■ Trecho do documento ■
Ué, não pode não?! Não. Não existe nenhum direito da classe trabalhadora que foi conquistado sem a organização da classe trabalhadora. Mais que isso. Para a conquista de qualquer desses direitos, foi necessário ganhar os trabalhadores, ganhar a sociedade, fazer alianças políticas e aprovar o texto, e depois aplicar e disputar a aplicação da lei. Todas. Ou seja, é preciso que a classe trabalhadora se organize e faça política, fale à sociedade e ganhe a batalha política.
Mas acontece também o inverso. Um movimento pode favorecer um ataque do inimigo de classes, em especial se não valoriza a unidade e não tem expressão política clara.
Então, a primeira coisa é observar a distância do movimento sindical e mesmo estudantil da juventude trabalhadora. A expressão juvenil desse movimento repousa por uma realidade objetiva e é um fato extremamente positivo, que é o debate da redução da jornada de trabalho, a unidade da juventude e da classe trabalhadora, dos estudantes e trabalhadores. Por isso, é um defeito de fábrica, por um lado, essa posição que visa a separar a luta pela redução da jornada do movimento que criou essa luta e que conseguiu todas as conquistas no decurso do tempo.

■ Listagem ■
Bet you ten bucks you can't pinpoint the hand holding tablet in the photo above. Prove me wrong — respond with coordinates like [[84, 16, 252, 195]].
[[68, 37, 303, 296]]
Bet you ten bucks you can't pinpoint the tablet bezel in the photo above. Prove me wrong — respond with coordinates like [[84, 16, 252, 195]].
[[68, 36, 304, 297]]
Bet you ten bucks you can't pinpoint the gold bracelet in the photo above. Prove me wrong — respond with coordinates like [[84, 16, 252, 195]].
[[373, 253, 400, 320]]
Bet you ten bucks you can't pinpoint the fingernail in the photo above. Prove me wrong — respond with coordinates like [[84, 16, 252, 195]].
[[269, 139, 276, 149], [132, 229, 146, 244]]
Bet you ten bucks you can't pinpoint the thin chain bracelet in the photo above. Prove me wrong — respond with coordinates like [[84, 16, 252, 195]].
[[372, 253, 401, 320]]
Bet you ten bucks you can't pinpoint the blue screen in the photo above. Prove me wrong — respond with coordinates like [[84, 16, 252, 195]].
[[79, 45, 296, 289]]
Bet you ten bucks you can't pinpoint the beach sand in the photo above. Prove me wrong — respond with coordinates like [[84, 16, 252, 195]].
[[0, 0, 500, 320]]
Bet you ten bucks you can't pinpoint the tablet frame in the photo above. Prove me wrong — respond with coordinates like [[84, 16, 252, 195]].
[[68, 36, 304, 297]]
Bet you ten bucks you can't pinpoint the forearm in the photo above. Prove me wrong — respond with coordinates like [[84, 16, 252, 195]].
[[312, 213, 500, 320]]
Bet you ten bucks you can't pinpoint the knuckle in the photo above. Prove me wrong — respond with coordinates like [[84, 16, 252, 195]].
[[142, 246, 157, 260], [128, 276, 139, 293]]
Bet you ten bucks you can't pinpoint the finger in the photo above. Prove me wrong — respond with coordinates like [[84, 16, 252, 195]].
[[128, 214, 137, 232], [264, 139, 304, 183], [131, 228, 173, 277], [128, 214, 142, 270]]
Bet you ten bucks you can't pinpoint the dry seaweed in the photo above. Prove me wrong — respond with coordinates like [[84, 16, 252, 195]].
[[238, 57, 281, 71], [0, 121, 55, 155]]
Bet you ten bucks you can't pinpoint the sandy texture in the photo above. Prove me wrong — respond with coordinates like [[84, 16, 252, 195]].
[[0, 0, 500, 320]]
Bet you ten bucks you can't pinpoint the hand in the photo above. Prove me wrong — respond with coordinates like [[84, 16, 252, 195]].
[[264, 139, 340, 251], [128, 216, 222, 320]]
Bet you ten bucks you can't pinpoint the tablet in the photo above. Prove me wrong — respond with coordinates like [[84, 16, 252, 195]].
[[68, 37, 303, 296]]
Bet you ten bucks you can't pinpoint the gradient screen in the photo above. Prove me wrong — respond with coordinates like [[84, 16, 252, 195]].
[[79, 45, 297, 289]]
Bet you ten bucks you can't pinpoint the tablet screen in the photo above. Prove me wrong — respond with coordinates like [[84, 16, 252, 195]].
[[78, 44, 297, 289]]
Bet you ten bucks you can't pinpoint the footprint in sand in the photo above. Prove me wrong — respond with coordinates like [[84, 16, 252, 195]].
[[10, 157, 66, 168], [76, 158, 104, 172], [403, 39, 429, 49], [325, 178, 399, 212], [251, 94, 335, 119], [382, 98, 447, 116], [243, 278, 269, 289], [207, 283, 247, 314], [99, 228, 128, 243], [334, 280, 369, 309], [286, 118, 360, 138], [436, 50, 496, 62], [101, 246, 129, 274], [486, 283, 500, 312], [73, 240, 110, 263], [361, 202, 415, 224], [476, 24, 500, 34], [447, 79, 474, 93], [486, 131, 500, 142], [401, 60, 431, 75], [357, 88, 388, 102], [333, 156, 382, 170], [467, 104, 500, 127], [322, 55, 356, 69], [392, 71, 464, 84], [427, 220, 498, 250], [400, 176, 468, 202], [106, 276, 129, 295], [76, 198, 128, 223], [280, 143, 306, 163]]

■ Pedido 1 ■
Diga se cada afirmação concorda com o trecho e justifique com as palavras exatas dele: (a) alguns direitos da classe trabalhadora foram conquistados sem a organização dos trabalhadores; (b) um movimento pode favorecer um ataque do inimigo de classes; (c) a expressão juvenil do movimento é vista como um fato negativo.
■ Pedido 2 ■
Enumere todas as ações que, conforme o trecho, foram necessárias para a conquista de qualquer desses direitos.
■ Pedido 3 ■
Segundo o trecho, que debate está na base da expressão juvenil do movimento?

■ Resposta esperada 1 ■
(a) Não: "Não existe nenhum direito da classe trabalhadora que foi conquistado sem a organização da classe trabalhadora."
(b) Sim: "Um movimento pode favorecer um ataque do inimigo de classes, em especial se não valoriza a unidade e não tem expressão política clara."
(c) Não: "é um fato extremamente positivo"

■ Resposta esperada 2 ■
- ganhar os trabalhadores
- ganhar a sociedade
- fazer alianças políticas
- aprovar o texto
- aplicar a lei
- disputar a aplicação da lei

■ Resposta esperada 3 ■
O debate da redução da jornada de trabalho.